Stored data
────────────────────
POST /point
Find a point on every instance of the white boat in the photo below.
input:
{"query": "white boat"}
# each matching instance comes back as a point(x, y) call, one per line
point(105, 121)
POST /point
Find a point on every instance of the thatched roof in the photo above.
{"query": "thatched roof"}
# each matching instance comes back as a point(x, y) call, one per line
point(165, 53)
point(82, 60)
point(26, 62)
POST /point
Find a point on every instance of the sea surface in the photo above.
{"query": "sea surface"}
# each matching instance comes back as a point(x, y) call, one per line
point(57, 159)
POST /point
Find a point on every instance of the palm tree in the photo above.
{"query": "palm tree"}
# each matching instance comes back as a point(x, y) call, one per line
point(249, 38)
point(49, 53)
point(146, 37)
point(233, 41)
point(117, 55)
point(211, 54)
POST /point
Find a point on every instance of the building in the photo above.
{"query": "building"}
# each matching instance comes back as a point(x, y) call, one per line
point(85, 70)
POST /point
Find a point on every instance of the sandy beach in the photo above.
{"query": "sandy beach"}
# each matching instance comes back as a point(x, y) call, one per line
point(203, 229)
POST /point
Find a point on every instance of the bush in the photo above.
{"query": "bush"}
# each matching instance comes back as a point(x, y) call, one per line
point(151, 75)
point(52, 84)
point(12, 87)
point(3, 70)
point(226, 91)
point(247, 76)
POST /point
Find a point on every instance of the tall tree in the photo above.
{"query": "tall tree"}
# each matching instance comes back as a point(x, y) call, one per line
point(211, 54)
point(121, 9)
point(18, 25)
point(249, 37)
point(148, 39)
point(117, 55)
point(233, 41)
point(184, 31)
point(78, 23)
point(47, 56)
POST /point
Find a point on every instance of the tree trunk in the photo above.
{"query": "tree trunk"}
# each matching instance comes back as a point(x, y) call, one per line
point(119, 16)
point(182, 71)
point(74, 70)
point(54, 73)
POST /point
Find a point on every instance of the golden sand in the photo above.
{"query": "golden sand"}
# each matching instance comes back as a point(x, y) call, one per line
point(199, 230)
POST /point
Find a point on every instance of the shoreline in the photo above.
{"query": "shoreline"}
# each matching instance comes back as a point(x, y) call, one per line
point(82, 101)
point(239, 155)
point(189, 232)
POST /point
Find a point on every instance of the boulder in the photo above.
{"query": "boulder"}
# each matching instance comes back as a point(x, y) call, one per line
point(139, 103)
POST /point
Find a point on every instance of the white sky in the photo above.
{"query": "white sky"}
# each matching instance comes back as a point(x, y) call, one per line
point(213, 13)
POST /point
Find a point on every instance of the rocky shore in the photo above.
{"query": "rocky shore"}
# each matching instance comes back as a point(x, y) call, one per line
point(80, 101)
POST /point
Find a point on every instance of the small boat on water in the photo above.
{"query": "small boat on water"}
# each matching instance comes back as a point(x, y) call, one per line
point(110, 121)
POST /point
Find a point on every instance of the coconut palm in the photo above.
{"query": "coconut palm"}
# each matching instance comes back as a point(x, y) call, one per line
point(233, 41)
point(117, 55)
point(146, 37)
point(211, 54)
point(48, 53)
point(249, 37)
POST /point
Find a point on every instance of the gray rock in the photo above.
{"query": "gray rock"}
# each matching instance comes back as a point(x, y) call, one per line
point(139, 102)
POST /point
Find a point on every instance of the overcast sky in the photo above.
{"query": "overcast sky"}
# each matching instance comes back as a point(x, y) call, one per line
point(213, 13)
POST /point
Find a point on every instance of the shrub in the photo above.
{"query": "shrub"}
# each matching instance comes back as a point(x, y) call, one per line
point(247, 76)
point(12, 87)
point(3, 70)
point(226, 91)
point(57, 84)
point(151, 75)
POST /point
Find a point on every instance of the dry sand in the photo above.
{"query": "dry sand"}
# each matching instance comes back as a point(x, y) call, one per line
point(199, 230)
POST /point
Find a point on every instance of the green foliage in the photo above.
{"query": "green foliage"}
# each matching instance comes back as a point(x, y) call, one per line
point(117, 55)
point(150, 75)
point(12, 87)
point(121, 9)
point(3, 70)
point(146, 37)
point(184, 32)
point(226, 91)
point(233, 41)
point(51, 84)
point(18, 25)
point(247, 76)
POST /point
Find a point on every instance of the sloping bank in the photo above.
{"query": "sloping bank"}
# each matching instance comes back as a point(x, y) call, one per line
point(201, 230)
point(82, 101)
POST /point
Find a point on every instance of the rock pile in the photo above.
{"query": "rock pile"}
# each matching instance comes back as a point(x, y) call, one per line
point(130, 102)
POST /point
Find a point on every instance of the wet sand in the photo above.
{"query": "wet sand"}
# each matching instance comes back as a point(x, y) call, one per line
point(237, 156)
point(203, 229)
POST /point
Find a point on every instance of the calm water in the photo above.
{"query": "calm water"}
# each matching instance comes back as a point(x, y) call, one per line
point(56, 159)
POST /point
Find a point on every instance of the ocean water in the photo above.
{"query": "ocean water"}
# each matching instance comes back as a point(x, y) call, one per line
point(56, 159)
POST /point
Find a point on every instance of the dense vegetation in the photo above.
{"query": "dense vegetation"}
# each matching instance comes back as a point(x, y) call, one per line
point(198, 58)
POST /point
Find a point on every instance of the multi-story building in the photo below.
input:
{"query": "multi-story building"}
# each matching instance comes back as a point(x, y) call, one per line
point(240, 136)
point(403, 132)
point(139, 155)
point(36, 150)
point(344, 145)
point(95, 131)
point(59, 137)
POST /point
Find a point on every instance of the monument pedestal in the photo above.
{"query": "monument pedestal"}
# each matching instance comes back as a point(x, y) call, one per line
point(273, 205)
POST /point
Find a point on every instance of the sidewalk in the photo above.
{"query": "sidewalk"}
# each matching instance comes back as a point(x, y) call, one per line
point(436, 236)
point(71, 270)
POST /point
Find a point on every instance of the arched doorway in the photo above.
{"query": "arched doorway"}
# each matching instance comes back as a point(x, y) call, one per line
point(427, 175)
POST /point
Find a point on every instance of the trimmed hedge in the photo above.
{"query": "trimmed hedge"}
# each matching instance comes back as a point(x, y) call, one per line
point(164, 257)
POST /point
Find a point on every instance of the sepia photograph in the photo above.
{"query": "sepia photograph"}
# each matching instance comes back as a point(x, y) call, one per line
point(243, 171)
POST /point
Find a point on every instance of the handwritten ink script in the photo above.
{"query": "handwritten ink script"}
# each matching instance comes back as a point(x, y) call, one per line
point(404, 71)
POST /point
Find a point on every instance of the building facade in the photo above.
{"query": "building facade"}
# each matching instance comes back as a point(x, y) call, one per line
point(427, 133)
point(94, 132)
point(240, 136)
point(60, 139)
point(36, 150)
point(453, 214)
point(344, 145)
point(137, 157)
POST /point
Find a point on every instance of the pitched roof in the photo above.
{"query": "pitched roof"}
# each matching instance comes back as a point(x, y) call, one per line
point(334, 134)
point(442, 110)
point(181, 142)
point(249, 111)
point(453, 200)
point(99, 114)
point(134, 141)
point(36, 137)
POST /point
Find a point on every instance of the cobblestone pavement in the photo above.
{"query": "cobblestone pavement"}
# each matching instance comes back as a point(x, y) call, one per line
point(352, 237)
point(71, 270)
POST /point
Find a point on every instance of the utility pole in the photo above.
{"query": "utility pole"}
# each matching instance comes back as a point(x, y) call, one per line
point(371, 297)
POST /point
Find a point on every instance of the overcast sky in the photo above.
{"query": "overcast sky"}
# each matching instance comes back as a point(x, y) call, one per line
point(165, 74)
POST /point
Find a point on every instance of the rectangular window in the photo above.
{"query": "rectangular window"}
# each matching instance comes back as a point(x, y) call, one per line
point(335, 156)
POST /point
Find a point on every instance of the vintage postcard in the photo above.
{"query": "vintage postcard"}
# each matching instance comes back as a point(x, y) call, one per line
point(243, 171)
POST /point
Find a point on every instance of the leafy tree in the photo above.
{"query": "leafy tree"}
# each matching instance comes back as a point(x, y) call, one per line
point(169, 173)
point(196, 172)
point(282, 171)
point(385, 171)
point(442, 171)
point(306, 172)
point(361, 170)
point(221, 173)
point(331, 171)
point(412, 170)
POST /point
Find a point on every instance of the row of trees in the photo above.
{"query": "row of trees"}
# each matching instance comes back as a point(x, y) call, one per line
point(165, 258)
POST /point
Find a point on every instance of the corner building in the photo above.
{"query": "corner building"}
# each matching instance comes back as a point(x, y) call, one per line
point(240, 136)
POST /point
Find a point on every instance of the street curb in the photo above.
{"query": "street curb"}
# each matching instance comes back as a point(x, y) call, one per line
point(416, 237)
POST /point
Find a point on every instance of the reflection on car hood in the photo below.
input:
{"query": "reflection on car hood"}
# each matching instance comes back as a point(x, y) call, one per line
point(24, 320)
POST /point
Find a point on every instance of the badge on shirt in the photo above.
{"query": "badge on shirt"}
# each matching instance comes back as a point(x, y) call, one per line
────────────────────
• [WRITTEN TASK]
Copy the listing word for word, from its first line through the line that contains "point(54, 73)", with both of those lines included.

• [THE REPLY]
POST /point
Find a point on every instance of the white boat in the photo below.
input:
{"query": "white boat"}
# each matching instance comes back as a point(x, y) call, one per line
point(105, 121)
POST /point
Find a point on every instance of the thatched roof in the photo above.
{"query": "thatched roof"}
# each matching instance comes back as a point(x, y) call, one per line
point(165, 53)
point(82, 60)
point(26, 62)
POST /point
Find a point on every instance of the sea surface in the photo above.
{"query": "sea surface"}
# each matching instance comes back as a point(x, y) call, one per line
point(57, 159)
POST /point
Find a point on every instance of the palm tree in the photo above.
{"query": "palm tree"}
# each matching instance comes back as a point(x, y) call, one per line
point(249, 38)
point(49, 53)
point(146, 37)
point(233, 41)
point(117, 55)
point(211, 54)
POST /point
Find a point on every instance of the building in the photo above.
{"query": "building"}
# each matching instance comes back as a point(x, y) call, one per line
point(85, 70)
POST /point
Find a point on every instance of the sandy beach in the photo above.
{"query": "sandy beach"}
# each matching instance comes back as a point(x, y) call, one per line
point(203, 229)
POST /point
Find a point on every instance of the bush in the photo above.
{"query": "bush"}
# each matching instance comes back as a point(x, y) call, one per line
point(151, 75)
point(52, 84)
point(12, 87)
point(3, 70)
point(226, 91)
point(247, 76)
POST /point
Find a point on every instance of the tall tree in the photo above.
{"query": "tall tree"}
# each matching instance comes back as a point(x, y) call, one per line
point(211, 54)
point(121, 9)
point(18, 25)
point(249, 37)
point(148, 39)
point(117, 55)
point(233, 41)
point(184, 31)
point(78, 23)
point(47, 56)
POST /point
Find a point on every instance of the tree trunk in the photo above.
{"query": "tree trunk"}
# each matching instance comes back as a point(x, y) call, one per line
point(119, 16)
point(182, 71)
point(74, 70)
point(54, 73)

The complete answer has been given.